> _Objective_:
Give every line of the material below as a JSON list of strings, one string per line, leaving out blank lines.
━━━ Exercise inputs
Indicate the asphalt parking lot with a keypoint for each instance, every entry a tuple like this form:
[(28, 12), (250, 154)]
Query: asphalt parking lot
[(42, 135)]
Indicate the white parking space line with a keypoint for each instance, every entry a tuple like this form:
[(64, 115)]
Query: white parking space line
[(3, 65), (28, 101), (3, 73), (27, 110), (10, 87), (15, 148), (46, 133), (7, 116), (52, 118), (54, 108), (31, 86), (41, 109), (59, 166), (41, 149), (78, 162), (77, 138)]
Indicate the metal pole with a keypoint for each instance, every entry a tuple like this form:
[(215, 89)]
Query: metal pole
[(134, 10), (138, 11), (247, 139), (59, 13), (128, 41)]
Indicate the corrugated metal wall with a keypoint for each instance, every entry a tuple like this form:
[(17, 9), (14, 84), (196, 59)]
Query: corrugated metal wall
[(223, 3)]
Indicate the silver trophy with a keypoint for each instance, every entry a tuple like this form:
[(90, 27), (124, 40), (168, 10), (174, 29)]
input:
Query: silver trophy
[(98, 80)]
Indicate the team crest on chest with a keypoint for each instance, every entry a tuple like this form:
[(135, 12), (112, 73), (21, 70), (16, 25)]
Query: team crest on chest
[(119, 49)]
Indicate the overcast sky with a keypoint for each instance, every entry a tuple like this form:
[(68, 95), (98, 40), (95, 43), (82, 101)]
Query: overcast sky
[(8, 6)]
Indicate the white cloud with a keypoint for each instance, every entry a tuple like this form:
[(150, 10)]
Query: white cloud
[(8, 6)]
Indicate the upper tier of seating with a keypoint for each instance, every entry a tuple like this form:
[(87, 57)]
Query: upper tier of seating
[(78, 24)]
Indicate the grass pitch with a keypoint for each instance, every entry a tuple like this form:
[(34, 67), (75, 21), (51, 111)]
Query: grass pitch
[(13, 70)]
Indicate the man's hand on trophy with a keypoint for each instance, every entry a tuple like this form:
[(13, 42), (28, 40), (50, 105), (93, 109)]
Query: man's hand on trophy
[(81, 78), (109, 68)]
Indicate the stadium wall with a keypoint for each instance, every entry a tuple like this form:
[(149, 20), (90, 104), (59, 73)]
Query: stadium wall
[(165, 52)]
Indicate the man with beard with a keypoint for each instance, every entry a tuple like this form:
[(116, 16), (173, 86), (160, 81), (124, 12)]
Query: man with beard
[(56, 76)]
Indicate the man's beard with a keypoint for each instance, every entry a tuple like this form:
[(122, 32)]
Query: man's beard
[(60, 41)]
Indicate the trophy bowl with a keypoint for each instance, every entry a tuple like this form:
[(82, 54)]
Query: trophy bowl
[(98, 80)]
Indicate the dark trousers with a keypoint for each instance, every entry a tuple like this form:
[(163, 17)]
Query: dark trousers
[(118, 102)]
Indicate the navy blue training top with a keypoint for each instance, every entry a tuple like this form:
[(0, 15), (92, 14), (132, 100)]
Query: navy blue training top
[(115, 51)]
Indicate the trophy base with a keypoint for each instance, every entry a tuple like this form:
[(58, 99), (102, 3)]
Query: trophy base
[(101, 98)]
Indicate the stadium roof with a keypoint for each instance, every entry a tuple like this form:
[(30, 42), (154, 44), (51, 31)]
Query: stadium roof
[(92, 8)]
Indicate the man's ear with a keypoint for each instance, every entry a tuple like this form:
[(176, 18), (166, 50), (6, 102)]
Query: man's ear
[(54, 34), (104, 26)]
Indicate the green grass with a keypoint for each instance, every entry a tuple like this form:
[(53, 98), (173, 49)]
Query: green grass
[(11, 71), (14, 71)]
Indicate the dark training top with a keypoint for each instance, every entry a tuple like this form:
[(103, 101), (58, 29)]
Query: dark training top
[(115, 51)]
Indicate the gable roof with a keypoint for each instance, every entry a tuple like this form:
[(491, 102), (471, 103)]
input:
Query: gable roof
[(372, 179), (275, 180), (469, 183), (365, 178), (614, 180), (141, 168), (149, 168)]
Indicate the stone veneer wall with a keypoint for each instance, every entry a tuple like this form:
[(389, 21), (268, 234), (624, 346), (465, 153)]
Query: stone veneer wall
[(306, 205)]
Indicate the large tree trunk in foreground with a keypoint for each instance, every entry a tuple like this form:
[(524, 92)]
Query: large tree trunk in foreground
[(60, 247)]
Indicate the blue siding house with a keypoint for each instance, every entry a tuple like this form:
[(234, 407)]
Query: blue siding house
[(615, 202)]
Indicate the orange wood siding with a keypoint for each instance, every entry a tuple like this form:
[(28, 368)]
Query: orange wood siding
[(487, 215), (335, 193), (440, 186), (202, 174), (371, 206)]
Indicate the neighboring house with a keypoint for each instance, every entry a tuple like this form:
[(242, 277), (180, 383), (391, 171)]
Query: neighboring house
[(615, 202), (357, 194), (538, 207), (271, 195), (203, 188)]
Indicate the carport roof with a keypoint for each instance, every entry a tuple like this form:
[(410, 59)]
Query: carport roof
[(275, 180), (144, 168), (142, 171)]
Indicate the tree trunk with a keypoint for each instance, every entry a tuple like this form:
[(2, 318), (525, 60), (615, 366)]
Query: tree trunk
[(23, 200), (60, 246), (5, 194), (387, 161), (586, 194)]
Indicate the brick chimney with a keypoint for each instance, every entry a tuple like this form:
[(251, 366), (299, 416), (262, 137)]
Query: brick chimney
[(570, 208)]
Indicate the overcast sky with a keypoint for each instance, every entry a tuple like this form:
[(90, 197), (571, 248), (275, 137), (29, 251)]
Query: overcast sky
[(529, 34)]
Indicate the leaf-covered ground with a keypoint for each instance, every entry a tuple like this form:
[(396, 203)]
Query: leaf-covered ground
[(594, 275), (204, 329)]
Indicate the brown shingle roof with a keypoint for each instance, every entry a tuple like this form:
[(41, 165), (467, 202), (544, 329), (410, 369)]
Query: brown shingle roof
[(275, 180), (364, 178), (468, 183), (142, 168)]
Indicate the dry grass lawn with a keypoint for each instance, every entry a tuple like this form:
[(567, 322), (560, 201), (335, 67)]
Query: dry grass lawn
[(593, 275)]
━━━━━━
> _The response_:
[
  "Indicate the asphalt parking lot with a keypoint for each instance, every entry a tuple like this form:",
  "[(28, 12), (250, 154)]",
  "Query: asphalt parking lot",
  "[(42, 135)]",
  "Indicate the white parking space line with a keypoint for each instance, every entry a tuple like this form:",
  "[(64, 115)]",
  "Query: white parking space line",
  "[(3, 65), (28, 101), (3, 73), (27, 110), (10, 87), (15, 148), (46, 133), (7, 116), (52, 118), (54, 108), (31, 86), (41, 109), (59, 166), (41, 149), (78, 162), (77, 138)]",
  "Indicate the metal pole with a keypoint for each instance, every entry a tuple like this form:",
  "[(215, 89)]",
  "Query: metal pole",
  "[(134, 10), (138, 11), (247, 139), (59, 13), (128, 41)]",
  "Indicate the corrugated metal wall with a keypoint for each instance, every entry a tuple like this form:",
  "[(17, 9), (14, 84), (196, 59)]",
  "Query: corrugated metal wall",
  "[(223, 3)]",
  "Indicate the silver trophy with a keypoint for each instance, every entry a tuple like this form:",
  "[(90, 27), (124, 40), (168, 10), (174, 29)]",
  "input:",
  "Query: silver trophy",
  "[(98, 80)]",
  "Indicate the team crest on chest with a keypoint for each instance, every entry a tuple like this form:",
  "[(135, 12), (112, 73), (21, 70), (16, 25)]",
  "Query: team crest on chest",
  "[(119, 49)]",
  "Indicate the overcast sky with a keypoint for each instance, every entry a tuple like this form:",
  "[(68, 95), (98, 40), (95, 43), (82, 101)]",
  "Query: overcast sky",
  "[(8, 6)]",
  "Indicate the white cloud with a keypoint for each instance, every entry a tuple like this form:",
  "[(150, 10)]",
  "Query: white cloud",
  "[(8, 6)]",
  "Indicate the upper tier of seating with a keypoint for each instance, every entry a tuple like this form:",
  "[(87, 57)]",
  "Query: upper tier of seating",
  "[(78, 24)]",
  "Indicate the grass pitch with a keypoint for each instance, every entry a tuple like this form:",
  "[(34, 67), (75, 21), (51, 111)]",
  "Query: grass pitch",
  "[(13, 70)]",
  "Indicate the man's hand on trophy with a keypoint for each instance, every entry a tuple like this form:",
  "[(13, 42), (28, 40), (50, 105), (93, 109)]",
  "Query: man's hand on trophy",
  "[(81, 78), (109, 68)]",
  "Indicate the stadium wall with a keypoint for each instance, every entry a tuple like this form:",
  "[(149, 20), (90, 104), (59, 73)]",
  "Query: stadium wall",
  "[(165, 52)]",
  "Indicate the man with beard with a keypoint for each instance, every entry a tuple like this form:",
  "[(116, 16), (173, 86), (160, 81), (124, 12)]",
  "Query: man with beard",
  "[(56, 76)]",
  "Indicate the man's beard with a keypoint for each instance, every entry a tuple like this form:",
  "[(122, 32)]",
  "Query: man's beard",
  "[(60, 41)]",
  "Indicate the trophy bowl with a keypoint for each instance, every entry a tuple like this form:",
  "[(82, 54)]",
  "Query: trophy bowl",
  "[(98, 80)]",
  "Indicate the dark trousers with a keypoint for each instance, every entry a tuple like this form:",
  "[(163, 17)]",
  "Query: dark trousers",
  "[(118, 102)]",
  "Indicate the navy blue training top with a keypoint for each instance, every entry a tuple like this form:",
  "[(0, 15), (92, 14), (132, 100)]",
  "Query: navy blue training top",
  "[(115, 51)]",
  "Indicate the trophy base with a keypoint for each instance, every entry a tuple like this form:",
  "[(58, 99), (102, 3)]",
  "Query: trophy base",
  "[(101, 98)]",
  "Indicate the stadium roof with a keypoint for each instance, every entry a tuple like this form:",
  "[(30, 42), (154, 44), (51, 31)]",
  "Query: stadium roof",
  "[(92, 8)]",
  "Indicate the man's ear with a keypoint for each instance, every entry a tuple like this form:",
  "[(176, 18), (166, 50), (6, 102)]",
  "Query: man's ear",
  "[(54, 34), (104, 26)]",
  "Indicate the green grass with a keypoint for each instance, every entry a tuple like this form:",
  "[(53, 98), (173, 49)]",
  "Query: green grass",
  "[(11, 71), (14, 71)]",
  "Indicate the dark training top with a keypoint for each instance, every entry a tuple like this form:",
  "[(103, 101), (58, 29)]",
  "Query: dark training top",
  "[(115, 51)]",
  "Indicate the gable roof with a keypoint for each instance, every entry a tuple like this form:",
  "[(491, 102), (471, 103)]",
  "input:",
  "Query: gable roof",
  "[(372, 179), (275, 180), (469, 183), (365, 178), (614, 180), (141, 168), (149, 168)]",
  "Indicate the stone veneer wall with a keypoint for each instance, every entry a tuple like this form:",
  "[(389, 21), (268, 234), (624, 346), (465, 153)]",
  "Query: stone veneer wall",
  "[(306, 205)]",
  "Indicate the large tree trunk in foreground with a keypoint for each instance, every entry a tuple like this form:",
  "[(524, 92)]",
  "Query: large tree trunk in foreground",
  "[(60, 247)]",
  "Indicate the blue siding house with a keypoint for each instance, every entry a tuple like this form:",
  "[(234, 407)]",
  "Query: blue siding house",
  "[(615, 202)]",
  "Indicate the orange wood siding with a keypoint for each instance, every entry a tuple like this form:",
  "[(28, 368)]",
  "Query: orange wood siding",
  "[(487, 215), (335, 193), (440, 186), (202, 174), (371, 206)]",
  "Indicate the neighboring house with a keypoint for each instance, every entry a tuple like this form:",
  "[(242, 277), (180, 383), (391, 171)]",
  "Query: neighboring house",
  "[(615, 202), (357, 194), (538, 207), (271, 195), (203, 188)]",
  "Indicate the carport roof with a keypoint for each instance, every entry a tuple like this form:",
  "[(410, 59)]",
  "Query: carport roof",
  "[(275, 180), (144, 168), (142, 171)]",
  "Indicate the tree trunk with a keypoint for each instance, every entry a tuple like this form:",
  "[(2, 318), (525, 60), (615, 366)]",
  "Query: tree trunk",
  "[(23, 200), (60, 246), (5, 194), (387, 161), (586, 194)]",
  "Indicate the brick chimney with a keypoint for each instance, every entry a tuple like this form:",
  "[(251, 366), (299, 416), (262, 137)]",
  "Query: brick chimney",
  "[(570, 208)]",
  "Indicate the overcast sky with a keypoint for each instance, every entry a tuple like this form:",
  "[(90, 197), (571, 248), (275, 137), (29, 251)]",
  "Query: overcast sky",
  "[(529, 34)]",
  "Indicate the leaf-covered ground with a keypoint for each instance, every entry a tuple like this form:",
  "[(396, 203)]",
  "Query: leaf-covered ground",
  "[(594, 275), (204, 329)]",
  "Indicate the brown shingle roof with a keypoint for each instance, every entry a tuple like this form:",
  "[(41, 165), (467, 202), (544, 329), (410, 369)]",
  "Query: brown shingle roof",
  "[(275, 180), (364, 178), (468, 183), (142, 168)]",
  "Indicate the dry grass lawn with a keypoint for each instance, every entry a tuple like this form:",
  "[(567, 322), (560, 201), (335, 67)]",
  "Query: dry grass lawn",
  "[(593, 275)]"
]